Endogenous STAT3-Activated Wnt5a Provides CLL Cells with Survival Advantage

Receptor tyrosine kinase orphan receptor (ROR)-1 is cell surface protein expressed during fetal development. Unlike normal somatic cells chronic lymphocytic leukemia (CLL) express high levels of ROR1. The ROR1 ligand Wnt5a, expressed on bone marrow mesenchymal stromal cells, stimulates ROR1 signaling via β-catenin-dependent and -independent pathways. However whether and how Wnt5a interacts with circulating lymph node derived CLL cells is currently unknown.

In CLL cells the signal transducer and activator of transcription (STAT)-3 is constitutively phosphorylated on serine residues. We have previously reported that phosphoserine STAT3 activates ROR1 expression. Because the Wnt5a gene promoter harbors γ-interferon activation sequence (GAS)-like elements, known as putative STAT3 binding sites, we postulated that phosphoserine STAT3 binds the Wnt5a promoter and activates the Wnt5a gene in CLL cells.

To test our hypothesis we first sought to determine whether CLL cells express Wnt5a. Using Western immunoblotting we detected high levels of Wnt5a protein in circulating CLL cells from 6 randomly selected patients and very low levels in normal B cells. Then, using circulating CLL cells from 6 different patients we immunoprecipitated Wnt5a and detected Wnt5a protein in the immunoprecipitate by Western immunoblotting. To further validate these findings we performed flow cytometry and confocal microscopy. Both assays confirmed that both ROR1 and Wnt5a are expressed on the surface of CLL cells.
====================
What to work on —
• A. Answer these questions from the Wnt5a abstract:
(i) On which cells is the ROR1 ligand Wnt5a expressed?
(ii) On which residues is STAT3 constitutively phosphorylated in CLL cells?
(iii) From how many randomly selected patients did the circulating CLL cells tested by Western immunoblotting come?
• B. According to the Wnt5a abstract, why did the researchers postulate that phosphoserine STAT3 binds the Wnt5a promoter? Answer in one to three sentences.
• C. Write the next part of the abstract on Wnt5a in CLL cells, starting after its last sentence.

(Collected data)
====================
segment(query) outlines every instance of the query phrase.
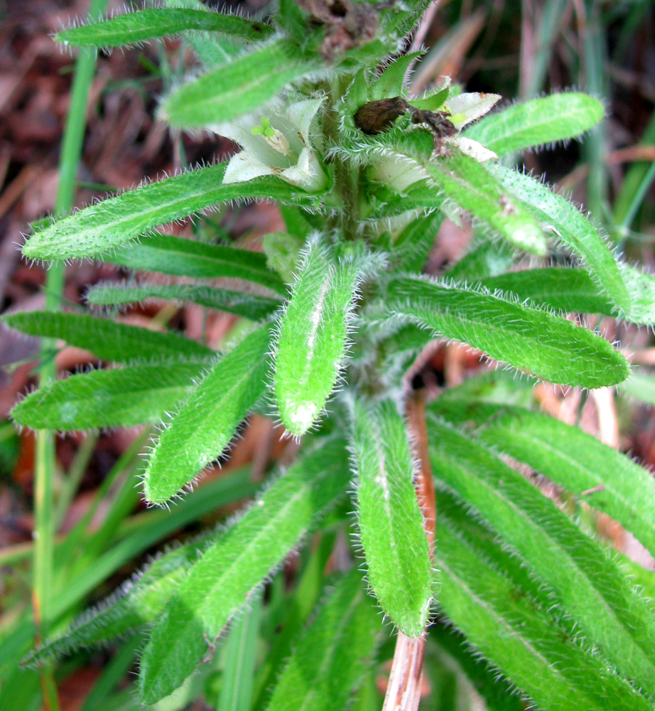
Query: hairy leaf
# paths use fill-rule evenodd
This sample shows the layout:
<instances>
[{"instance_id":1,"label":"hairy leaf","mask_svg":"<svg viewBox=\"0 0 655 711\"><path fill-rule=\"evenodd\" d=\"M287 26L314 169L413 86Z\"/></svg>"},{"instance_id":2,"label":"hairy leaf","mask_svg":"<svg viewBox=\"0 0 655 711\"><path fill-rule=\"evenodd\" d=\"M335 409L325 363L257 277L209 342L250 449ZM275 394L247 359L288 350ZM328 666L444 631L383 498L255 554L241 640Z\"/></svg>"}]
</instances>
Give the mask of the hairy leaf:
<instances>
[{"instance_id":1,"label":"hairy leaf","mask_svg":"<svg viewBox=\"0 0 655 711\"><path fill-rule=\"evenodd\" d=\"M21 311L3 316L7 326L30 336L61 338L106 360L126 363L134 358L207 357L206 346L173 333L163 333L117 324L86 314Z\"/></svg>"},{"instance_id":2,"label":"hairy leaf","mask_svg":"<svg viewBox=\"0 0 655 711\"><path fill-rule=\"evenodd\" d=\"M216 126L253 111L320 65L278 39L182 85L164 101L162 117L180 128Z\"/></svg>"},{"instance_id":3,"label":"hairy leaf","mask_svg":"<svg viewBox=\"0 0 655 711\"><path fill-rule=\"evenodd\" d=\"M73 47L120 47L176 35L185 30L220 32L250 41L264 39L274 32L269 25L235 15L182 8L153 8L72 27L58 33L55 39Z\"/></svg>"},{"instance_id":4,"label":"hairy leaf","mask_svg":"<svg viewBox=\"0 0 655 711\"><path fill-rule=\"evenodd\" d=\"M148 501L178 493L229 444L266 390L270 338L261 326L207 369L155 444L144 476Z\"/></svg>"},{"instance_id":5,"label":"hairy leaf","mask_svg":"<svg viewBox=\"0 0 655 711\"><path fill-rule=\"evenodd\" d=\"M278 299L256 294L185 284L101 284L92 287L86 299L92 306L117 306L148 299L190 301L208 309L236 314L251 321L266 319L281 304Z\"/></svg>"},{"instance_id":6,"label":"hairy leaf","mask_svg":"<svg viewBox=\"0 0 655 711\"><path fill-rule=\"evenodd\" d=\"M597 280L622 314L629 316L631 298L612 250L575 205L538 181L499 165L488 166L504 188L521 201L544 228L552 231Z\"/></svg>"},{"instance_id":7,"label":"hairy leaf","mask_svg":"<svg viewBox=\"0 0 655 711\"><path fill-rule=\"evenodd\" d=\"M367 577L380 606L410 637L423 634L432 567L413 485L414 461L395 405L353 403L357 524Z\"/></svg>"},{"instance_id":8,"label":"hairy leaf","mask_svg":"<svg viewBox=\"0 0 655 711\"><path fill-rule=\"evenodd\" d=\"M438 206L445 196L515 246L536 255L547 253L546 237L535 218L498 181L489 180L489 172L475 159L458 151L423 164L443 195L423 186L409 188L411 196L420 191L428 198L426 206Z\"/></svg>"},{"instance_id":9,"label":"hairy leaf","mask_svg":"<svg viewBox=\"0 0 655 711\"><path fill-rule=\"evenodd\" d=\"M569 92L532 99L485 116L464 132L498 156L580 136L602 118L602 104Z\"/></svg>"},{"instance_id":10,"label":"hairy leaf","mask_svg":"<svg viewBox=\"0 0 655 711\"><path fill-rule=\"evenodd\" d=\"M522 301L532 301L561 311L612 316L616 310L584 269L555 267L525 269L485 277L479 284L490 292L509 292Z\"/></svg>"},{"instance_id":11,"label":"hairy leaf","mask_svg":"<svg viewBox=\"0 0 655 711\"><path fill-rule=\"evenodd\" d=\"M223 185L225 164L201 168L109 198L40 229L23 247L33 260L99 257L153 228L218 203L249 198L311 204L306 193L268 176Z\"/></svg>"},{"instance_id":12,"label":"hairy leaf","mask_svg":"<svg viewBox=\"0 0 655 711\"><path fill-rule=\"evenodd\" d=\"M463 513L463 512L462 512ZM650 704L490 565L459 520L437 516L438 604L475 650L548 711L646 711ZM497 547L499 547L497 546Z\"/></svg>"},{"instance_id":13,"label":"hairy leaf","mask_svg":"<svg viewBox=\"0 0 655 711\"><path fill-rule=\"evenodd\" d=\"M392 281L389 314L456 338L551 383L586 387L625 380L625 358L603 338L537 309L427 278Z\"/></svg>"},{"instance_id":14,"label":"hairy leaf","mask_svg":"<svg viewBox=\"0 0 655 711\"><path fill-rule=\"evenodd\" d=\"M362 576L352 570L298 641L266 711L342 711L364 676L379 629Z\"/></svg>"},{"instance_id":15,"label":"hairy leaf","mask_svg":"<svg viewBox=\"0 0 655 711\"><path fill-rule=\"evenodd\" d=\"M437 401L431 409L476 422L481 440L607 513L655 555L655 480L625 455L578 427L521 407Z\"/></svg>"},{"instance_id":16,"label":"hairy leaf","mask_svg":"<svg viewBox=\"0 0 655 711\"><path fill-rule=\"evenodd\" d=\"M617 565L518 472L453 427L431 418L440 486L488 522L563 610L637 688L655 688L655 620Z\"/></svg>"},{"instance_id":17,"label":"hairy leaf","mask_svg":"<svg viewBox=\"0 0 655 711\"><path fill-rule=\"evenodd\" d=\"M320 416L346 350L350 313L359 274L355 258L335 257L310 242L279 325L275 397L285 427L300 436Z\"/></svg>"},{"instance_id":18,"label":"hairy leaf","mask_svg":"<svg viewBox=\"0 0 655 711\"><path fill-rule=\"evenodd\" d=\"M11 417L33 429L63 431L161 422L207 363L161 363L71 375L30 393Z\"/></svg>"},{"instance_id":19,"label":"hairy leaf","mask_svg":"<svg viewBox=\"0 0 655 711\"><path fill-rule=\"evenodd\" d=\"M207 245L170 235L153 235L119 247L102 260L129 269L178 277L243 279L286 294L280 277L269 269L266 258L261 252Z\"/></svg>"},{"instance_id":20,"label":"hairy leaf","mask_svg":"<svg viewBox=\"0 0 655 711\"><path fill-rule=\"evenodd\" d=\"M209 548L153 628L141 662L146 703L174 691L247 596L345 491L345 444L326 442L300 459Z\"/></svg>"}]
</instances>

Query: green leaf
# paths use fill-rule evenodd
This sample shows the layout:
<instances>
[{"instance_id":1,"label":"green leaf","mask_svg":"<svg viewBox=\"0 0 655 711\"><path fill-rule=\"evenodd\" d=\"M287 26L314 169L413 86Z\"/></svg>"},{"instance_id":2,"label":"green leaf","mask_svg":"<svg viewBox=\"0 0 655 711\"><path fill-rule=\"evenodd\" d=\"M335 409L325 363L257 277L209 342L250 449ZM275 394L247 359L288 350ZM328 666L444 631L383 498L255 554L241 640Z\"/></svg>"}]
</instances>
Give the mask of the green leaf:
====================
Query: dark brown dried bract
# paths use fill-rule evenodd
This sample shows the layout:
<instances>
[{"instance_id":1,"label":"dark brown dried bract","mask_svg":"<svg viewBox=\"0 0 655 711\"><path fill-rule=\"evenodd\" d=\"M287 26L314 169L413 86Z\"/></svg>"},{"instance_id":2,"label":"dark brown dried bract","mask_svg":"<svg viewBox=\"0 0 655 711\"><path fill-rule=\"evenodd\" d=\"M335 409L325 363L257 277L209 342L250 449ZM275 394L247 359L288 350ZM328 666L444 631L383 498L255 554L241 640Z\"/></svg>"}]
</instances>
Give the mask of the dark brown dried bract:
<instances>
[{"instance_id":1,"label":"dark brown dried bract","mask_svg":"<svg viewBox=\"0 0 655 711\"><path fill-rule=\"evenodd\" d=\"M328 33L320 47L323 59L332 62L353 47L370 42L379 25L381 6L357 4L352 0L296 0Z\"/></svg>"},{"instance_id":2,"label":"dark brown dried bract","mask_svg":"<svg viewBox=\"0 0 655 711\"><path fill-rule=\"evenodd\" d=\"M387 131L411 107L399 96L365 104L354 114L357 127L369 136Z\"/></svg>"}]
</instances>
====================
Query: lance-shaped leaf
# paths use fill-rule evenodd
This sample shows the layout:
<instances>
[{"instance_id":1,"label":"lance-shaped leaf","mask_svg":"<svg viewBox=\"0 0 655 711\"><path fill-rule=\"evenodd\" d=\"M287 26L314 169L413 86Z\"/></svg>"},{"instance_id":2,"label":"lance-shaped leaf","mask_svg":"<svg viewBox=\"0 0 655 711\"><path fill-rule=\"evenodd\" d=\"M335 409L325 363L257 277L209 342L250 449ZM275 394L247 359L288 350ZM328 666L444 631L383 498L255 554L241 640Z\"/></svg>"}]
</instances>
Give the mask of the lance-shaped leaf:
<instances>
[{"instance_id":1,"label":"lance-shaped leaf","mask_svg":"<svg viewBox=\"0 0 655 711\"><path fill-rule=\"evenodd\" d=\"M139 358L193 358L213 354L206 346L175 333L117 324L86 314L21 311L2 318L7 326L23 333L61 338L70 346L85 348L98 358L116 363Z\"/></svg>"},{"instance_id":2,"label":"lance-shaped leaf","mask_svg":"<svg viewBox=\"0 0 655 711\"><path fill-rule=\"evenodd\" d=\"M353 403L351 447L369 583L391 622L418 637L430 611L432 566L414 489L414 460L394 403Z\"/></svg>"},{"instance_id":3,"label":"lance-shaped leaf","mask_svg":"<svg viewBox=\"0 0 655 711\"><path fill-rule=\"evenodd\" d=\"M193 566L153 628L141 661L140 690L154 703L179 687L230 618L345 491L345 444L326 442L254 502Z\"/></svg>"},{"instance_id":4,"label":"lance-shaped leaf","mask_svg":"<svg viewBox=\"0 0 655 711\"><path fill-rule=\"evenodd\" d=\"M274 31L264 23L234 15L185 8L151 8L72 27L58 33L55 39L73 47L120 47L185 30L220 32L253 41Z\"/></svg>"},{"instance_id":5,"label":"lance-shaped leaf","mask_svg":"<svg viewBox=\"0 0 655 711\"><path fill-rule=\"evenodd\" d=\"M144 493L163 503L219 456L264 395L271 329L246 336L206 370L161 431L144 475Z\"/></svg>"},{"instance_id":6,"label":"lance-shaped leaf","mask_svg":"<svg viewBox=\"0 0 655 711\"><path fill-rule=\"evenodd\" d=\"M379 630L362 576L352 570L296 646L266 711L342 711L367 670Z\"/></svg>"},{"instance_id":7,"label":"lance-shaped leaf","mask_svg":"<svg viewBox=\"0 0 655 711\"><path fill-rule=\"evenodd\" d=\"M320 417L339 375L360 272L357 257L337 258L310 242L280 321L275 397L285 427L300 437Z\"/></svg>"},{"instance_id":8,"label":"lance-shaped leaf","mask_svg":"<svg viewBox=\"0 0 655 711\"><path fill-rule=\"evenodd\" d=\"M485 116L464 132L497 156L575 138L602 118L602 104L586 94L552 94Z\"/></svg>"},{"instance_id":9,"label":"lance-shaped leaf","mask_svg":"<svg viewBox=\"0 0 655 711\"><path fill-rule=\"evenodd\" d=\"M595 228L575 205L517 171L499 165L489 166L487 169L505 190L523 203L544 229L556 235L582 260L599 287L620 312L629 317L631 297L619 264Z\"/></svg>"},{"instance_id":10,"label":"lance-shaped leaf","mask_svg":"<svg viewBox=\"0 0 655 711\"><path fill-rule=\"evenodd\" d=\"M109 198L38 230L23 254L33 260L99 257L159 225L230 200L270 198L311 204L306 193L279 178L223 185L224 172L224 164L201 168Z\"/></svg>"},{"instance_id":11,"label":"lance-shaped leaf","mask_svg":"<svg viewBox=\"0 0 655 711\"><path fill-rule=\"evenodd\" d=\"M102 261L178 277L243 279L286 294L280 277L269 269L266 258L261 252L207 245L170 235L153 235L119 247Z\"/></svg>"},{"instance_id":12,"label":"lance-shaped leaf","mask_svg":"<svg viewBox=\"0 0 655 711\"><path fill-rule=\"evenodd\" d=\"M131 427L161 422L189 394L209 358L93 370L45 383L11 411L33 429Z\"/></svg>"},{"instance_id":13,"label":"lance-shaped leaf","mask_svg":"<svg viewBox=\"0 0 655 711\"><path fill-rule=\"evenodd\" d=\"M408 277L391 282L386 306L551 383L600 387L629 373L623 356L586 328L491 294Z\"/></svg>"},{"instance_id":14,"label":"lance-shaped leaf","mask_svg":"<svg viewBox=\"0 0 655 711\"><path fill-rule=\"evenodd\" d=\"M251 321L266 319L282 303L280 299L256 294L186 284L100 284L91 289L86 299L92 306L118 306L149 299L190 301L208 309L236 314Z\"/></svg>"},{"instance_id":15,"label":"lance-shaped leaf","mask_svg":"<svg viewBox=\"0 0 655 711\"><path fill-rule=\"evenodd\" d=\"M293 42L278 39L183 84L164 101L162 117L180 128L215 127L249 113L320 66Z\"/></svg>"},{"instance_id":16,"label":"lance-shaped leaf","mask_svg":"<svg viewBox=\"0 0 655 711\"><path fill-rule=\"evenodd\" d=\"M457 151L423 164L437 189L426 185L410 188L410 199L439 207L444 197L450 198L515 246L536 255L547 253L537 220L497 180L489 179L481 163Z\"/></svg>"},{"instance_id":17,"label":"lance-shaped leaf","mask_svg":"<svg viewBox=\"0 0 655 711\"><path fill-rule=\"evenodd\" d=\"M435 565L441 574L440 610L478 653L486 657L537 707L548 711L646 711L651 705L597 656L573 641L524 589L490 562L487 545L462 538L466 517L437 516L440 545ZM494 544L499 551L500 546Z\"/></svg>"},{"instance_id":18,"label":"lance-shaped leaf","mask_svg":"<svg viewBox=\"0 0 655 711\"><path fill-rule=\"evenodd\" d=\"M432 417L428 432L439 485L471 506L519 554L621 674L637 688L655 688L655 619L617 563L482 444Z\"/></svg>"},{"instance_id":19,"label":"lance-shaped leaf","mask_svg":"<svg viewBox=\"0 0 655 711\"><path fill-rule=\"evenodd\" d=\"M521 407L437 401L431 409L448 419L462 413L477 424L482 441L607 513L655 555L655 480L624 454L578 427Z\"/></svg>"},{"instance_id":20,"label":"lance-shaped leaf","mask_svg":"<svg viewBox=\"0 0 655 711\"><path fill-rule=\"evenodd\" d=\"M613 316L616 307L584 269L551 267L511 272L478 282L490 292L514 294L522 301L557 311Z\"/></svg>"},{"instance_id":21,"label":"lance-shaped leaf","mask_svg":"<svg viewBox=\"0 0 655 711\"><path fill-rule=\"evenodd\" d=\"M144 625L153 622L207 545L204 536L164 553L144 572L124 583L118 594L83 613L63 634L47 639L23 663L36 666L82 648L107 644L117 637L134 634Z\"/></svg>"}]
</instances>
====================
List of answers —
• A.
(i) Bone marrow mesenchymal stromal cells.
(ii) Serine residues.
(iii) 6.

• B. The Wnt5a gene promoter contains γ-interferon activation sequence (GAS)-like elements. These elements are known as putative STAT3 binding sites.

• C.
Then, to determine whether STAT3 binds the Wnt5a gene promoter, we performed chromatin immunoprecipitation (ChIP). We found that STAT3 co-immunoprecipitated the STAT3-target genes C-Myc, ROR1, VEGF, STAT3 as well as Wnt5a. Sequence analysis identified four putative STAT3-bindings sites spanning within 600 base pairs upstream the Wnt5a start codon. To determine which putative binding site in the Wnt5a promoter binds STAT3 we designed four different probes. Using ChIP we found that STAT3 protein co-immunoprecipitated all four STAT3-putative binding sites at high affinity, and an electromobility shift assay (EMSA) of CLL cells from 5 different patients confirmed these data.

To test whether STAT3 activates the Wnt5a gene we transfected MM1 cells with Wnt5a promoter fragments attached to a luciferase promoter gene, added IL-6 to activate STAT3, and measured the transfected cells' luciferase activity. We found that longer fragments harboring more STAT3 binding sites had a higher luciferase activity, confirming our previous findings. Then, by using STAT3 short hairpin (sh)-RNA, we silenced the expression of STAT3 and found that STAT3-shRNA significantly reduced STAT3 and Wnt5a mRNA and protein levels. Finally, we transfected CLL cells with Wnt5a-siRNA and found that Wnt5a-siRNA significantly increased CLL cells' apoptosis rate. Taken together these data suggest that STAT3 induces the transcription of Wnt5a and that Wnt5a provides CLL cells with survival advantage.

Recent reports showed that miR-15a and miR-16-1, located on the long arm of chromosome 13, inhibit ROR1 expression. Therefore we performed Western immunoblotting using CLL cells from patients in whom trisomy (tri)-12 or deletion (del)-13q were the sole cytogenetic abnormalities. In agreement with previously published data, we found that ROR1 levels were lower in CLL cells with tri12 than in CLL cells with del13q. However, unlike ROR1, Wnt5a levels were significantly higher in CLL cells with tri12 than in CLL cells with del13q, indicating that high levels of endogenous Wnt5a ligand might compensate for low levels of the ROR1 receptor.

In conclusion: STAT3 induces the expression of both ROR1 and its ligand Wnt5a. In that way STAT3 activates a micoenvironment-independent pro-survival pathway in CLL cells.